Data for this task:
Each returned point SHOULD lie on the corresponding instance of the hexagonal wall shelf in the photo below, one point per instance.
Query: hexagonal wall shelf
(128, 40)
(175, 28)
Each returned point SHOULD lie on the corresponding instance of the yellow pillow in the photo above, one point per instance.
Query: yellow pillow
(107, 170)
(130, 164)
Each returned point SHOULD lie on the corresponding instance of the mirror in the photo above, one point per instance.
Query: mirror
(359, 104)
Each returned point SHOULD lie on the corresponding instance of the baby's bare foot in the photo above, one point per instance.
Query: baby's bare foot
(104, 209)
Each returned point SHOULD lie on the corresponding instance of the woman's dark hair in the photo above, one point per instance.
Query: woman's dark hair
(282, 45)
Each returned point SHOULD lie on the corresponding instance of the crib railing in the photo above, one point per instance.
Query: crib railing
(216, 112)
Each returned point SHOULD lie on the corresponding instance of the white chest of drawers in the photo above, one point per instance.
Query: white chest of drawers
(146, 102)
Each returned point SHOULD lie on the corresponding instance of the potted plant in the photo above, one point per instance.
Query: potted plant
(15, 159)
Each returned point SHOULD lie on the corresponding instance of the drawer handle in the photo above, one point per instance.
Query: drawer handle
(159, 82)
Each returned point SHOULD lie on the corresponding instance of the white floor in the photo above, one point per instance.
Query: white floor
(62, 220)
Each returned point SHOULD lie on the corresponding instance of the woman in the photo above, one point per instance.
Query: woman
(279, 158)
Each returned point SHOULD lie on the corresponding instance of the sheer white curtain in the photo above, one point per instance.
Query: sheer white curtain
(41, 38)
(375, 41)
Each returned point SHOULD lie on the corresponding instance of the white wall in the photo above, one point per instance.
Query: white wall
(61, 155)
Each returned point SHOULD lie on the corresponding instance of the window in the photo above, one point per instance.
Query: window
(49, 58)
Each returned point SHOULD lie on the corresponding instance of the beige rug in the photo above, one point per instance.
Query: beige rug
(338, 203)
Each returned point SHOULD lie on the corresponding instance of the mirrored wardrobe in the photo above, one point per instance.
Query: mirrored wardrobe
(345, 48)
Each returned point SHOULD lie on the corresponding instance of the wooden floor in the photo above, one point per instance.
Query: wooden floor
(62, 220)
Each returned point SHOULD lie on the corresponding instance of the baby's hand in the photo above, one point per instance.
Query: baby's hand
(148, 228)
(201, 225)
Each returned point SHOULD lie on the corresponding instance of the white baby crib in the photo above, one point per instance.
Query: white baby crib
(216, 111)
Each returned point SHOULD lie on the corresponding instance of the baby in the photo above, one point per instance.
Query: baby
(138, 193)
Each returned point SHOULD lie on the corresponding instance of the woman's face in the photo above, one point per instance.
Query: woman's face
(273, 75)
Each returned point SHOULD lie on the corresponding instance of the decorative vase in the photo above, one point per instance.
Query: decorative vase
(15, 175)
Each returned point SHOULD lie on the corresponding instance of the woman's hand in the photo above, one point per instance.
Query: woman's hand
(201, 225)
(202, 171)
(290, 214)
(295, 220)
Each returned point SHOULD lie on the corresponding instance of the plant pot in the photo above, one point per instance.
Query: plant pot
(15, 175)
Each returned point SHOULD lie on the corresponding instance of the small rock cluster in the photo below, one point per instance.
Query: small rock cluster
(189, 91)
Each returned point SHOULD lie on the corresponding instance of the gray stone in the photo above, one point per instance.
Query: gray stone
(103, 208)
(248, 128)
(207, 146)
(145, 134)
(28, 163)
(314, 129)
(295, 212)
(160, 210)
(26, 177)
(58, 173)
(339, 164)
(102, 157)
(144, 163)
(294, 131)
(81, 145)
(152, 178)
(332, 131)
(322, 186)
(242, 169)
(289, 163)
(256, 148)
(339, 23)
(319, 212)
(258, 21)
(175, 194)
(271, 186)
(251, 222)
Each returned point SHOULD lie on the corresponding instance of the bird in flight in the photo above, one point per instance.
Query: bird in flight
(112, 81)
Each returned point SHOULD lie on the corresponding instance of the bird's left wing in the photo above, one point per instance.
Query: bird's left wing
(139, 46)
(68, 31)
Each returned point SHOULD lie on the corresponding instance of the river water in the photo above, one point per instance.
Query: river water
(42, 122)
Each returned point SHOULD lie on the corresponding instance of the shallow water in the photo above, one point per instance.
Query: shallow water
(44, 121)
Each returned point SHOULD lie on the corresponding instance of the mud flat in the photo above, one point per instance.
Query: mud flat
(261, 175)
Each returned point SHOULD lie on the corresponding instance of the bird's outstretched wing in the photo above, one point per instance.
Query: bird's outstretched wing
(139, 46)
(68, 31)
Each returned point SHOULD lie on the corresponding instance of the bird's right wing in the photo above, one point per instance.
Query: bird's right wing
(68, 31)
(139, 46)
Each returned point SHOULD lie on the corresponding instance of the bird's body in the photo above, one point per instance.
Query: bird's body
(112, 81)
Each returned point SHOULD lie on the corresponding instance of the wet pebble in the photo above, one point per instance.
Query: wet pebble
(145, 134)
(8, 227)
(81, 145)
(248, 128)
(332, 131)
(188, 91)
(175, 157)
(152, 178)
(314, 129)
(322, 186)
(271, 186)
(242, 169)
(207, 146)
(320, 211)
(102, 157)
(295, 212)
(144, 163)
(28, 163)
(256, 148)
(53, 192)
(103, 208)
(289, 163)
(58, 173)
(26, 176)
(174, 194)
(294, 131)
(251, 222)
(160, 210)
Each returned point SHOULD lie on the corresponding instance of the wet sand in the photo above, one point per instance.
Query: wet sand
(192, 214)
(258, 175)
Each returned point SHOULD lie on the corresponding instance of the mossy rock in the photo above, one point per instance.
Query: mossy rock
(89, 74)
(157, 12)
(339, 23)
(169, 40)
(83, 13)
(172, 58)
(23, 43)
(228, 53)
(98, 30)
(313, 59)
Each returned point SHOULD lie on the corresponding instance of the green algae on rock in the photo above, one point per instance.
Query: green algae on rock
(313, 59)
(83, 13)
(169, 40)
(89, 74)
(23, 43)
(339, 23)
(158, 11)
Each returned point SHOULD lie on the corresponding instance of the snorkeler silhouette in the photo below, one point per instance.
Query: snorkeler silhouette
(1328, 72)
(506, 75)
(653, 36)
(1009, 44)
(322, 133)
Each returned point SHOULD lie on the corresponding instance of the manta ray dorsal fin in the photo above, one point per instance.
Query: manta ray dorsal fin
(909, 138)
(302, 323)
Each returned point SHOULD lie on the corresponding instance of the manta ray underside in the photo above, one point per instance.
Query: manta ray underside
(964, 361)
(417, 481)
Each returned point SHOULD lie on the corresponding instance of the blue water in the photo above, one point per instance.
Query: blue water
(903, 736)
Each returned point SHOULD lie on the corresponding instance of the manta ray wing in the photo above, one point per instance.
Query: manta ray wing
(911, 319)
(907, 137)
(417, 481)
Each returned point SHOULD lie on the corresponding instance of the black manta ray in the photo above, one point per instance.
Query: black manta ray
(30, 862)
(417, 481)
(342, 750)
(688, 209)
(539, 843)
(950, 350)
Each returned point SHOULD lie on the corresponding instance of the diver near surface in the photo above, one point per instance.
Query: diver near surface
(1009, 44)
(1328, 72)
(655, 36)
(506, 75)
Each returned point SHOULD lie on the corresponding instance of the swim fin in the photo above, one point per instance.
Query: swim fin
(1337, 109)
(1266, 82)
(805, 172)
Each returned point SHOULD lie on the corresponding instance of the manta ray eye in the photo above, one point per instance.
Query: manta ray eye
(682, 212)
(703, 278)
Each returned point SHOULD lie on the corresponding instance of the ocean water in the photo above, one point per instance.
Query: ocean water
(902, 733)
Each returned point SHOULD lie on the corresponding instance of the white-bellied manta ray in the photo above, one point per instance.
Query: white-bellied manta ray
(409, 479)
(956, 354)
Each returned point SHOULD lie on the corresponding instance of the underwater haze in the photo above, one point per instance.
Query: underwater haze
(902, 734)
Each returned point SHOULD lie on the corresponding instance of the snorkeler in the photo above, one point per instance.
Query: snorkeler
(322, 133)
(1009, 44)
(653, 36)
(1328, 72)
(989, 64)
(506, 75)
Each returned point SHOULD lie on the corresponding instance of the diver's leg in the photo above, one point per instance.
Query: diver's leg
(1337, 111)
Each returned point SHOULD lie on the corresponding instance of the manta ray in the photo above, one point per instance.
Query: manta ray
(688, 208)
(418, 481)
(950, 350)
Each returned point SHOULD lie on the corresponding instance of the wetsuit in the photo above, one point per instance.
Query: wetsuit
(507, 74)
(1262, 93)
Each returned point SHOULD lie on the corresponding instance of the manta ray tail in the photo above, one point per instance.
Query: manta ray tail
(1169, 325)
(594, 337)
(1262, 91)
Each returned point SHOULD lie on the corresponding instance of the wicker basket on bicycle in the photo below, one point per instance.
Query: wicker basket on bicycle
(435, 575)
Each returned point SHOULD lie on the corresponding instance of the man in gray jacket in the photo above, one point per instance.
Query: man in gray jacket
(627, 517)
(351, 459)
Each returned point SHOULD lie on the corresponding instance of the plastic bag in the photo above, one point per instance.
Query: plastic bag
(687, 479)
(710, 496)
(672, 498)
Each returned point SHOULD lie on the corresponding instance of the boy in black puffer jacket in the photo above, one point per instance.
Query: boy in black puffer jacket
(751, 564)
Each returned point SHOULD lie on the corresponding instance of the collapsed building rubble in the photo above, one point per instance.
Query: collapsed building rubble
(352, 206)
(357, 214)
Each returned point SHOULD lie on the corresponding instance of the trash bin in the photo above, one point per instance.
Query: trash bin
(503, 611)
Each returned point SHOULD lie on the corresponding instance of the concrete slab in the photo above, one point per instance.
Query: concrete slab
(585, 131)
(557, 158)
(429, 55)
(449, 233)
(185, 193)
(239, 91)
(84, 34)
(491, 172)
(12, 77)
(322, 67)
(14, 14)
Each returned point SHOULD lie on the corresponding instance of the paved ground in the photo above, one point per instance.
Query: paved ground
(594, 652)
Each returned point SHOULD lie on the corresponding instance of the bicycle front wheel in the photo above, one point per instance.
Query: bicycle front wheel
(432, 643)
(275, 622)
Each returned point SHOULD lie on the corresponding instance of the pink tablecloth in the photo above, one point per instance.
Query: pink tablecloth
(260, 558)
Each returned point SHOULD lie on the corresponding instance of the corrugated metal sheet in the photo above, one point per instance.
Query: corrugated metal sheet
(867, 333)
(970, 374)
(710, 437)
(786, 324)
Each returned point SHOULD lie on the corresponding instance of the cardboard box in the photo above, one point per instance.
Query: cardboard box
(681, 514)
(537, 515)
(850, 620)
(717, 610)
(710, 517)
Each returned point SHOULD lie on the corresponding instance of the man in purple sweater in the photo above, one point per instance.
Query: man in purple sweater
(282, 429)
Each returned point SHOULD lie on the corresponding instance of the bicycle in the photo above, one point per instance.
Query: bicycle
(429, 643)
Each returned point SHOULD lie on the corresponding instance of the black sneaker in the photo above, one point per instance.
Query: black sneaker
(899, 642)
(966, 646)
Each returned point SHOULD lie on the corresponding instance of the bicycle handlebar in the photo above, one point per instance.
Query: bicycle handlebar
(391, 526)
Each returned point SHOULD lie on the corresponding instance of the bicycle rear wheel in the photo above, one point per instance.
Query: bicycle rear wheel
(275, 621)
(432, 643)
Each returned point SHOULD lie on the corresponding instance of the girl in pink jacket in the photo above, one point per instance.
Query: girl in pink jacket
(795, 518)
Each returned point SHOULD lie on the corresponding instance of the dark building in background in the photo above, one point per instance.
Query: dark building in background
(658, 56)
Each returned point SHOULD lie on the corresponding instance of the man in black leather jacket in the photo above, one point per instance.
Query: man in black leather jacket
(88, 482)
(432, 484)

Work to complete: Copy, exactly and only, the lines above that begin with the one containing "of the wooden" and finish with the one containing "the woman's face".

Task result:
Each returned point SHOULD lie on the corresponding instance of the wooden floor in the photo above, one point per instance.
Query: wooden floor
(62, 220)
Each returned point SHOULD lie on the corresponding instance of the baby's hand in the photo above, one point per instance.
Query: baby's hand
(148, 228)
(201, 225)
Each returned point SHOULD lie on the corresponding instance of the white baby crib in the photo above, one point per instance.
Query: white baby crib
(216, 111)
Each returned point SHOULD lie on the corresponding instance of the baby in the photo above, one point per instance.
Query: baby
(138, 193)
Each returned point SHOULD lie on the corresponding instance of the woman's face in the photo above, one point per instance.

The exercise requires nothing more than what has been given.